• **Task brief**:
Pull out everything in the data below from the very first line down to the line containing "Example prompt: flower bud", including that line, and reproduce each line verbatim.

• **Given data**:
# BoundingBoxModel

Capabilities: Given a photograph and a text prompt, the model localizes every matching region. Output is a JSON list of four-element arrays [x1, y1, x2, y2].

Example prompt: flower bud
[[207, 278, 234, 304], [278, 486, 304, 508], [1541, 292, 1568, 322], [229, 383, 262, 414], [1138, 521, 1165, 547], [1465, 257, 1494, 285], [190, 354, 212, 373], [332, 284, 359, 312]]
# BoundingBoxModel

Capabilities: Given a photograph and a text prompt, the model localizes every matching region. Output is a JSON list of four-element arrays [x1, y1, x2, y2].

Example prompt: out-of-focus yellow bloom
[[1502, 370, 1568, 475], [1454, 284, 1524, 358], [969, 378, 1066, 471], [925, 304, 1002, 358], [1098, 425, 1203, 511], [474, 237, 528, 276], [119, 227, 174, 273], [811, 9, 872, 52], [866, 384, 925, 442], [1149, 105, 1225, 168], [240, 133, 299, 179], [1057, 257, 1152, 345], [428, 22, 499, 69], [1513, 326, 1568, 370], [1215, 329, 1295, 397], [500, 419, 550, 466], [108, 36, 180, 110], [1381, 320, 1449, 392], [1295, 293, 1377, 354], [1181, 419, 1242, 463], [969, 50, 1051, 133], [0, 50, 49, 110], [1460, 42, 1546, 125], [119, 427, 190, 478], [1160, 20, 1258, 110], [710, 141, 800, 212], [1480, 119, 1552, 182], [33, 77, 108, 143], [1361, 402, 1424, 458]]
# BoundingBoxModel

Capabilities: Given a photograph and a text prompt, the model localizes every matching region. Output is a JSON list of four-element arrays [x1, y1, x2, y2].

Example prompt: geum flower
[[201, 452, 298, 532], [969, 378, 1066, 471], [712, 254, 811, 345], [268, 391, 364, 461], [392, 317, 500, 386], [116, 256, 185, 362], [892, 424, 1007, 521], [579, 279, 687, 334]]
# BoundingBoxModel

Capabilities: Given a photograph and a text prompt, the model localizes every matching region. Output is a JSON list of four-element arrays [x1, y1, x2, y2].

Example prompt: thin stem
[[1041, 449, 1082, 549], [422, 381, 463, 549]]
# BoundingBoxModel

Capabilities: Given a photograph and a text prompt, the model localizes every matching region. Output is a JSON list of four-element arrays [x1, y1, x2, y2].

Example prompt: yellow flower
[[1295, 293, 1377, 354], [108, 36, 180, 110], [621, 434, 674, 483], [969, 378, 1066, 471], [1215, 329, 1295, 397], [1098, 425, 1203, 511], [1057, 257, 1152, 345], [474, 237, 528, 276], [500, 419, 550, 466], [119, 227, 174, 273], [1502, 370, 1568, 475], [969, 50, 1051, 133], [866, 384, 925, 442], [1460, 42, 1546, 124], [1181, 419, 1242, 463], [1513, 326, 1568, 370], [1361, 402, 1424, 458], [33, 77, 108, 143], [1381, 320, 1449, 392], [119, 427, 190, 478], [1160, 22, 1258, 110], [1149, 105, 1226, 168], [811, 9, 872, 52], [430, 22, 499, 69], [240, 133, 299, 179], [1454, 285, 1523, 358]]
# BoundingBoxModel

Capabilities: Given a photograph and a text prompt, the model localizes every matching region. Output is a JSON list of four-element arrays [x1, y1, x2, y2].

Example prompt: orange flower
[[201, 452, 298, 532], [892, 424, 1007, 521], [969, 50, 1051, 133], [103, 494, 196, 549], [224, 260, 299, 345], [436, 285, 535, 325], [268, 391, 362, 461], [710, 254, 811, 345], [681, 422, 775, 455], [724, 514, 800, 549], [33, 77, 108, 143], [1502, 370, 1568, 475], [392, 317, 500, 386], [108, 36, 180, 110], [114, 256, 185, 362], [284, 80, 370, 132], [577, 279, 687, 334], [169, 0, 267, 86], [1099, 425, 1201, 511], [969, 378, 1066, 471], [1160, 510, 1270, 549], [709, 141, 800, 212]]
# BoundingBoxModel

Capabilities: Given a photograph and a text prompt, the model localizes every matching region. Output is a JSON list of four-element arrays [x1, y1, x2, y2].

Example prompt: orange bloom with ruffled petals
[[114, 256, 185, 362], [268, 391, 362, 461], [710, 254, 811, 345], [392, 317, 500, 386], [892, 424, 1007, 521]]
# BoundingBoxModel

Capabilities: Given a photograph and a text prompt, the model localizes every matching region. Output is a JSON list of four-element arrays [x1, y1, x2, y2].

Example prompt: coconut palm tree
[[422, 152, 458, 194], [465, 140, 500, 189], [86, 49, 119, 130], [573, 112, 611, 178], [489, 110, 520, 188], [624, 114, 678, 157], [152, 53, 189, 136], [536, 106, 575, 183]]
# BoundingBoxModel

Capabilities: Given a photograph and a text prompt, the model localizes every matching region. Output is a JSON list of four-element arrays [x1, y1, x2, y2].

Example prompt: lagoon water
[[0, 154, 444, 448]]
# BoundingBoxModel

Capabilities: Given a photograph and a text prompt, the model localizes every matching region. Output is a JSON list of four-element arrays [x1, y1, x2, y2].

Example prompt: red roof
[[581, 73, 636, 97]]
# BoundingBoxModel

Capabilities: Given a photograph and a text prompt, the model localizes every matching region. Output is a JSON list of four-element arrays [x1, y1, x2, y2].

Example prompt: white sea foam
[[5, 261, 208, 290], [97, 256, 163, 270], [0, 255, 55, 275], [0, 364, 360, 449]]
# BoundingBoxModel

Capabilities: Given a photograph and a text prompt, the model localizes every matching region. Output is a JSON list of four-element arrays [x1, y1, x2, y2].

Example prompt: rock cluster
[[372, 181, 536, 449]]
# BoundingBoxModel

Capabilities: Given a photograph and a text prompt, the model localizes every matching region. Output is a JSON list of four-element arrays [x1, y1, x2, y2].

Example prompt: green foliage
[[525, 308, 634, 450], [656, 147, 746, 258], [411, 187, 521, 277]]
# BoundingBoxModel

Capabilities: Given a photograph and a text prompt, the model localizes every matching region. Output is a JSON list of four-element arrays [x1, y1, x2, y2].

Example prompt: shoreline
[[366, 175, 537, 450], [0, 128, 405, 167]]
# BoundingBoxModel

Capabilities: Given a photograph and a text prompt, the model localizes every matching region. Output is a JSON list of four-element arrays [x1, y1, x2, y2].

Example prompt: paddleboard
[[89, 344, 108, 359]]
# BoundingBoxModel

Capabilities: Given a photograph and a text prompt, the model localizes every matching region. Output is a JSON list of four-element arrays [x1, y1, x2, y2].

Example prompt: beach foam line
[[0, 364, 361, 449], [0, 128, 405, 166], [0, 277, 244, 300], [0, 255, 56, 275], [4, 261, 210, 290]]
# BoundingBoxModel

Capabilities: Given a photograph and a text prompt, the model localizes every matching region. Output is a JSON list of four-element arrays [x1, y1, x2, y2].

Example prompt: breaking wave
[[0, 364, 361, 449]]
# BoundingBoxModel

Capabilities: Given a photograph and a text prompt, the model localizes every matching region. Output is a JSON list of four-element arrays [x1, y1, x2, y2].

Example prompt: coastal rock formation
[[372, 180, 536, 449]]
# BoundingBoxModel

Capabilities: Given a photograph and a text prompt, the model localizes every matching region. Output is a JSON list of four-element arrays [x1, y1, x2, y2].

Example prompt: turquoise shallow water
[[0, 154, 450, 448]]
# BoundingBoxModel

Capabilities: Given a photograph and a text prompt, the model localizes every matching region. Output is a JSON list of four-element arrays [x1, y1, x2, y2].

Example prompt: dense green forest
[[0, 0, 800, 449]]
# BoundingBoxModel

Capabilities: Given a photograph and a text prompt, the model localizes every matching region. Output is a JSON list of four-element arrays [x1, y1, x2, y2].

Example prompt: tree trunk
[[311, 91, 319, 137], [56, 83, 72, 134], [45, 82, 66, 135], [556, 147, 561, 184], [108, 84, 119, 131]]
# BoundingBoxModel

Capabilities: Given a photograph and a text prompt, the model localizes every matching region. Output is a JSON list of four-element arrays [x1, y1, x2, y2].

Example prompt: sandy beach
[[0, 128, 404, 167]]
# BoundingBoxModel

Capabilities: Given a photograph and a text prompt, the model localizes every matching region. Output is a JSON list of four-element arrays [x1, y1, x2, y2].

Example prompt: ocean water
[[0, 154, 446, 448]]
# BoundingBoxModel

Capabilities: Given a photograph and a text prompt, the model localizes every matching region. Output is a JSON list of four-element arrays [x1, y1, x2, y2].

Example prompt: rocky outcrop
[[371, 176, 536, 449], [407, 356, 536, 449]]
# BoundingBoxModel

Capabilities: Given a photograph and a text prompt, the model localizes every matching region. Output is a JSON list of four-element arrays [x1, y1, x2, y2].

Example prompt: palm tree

• **Problem solution**:
# BoundingBoxModel

Capabilities: Given a photograph and a text prompt, the model localizes every matching region. Output is a JSON list of four-element arrays [x1, y1, x2, y2].

Example prompt: flower bud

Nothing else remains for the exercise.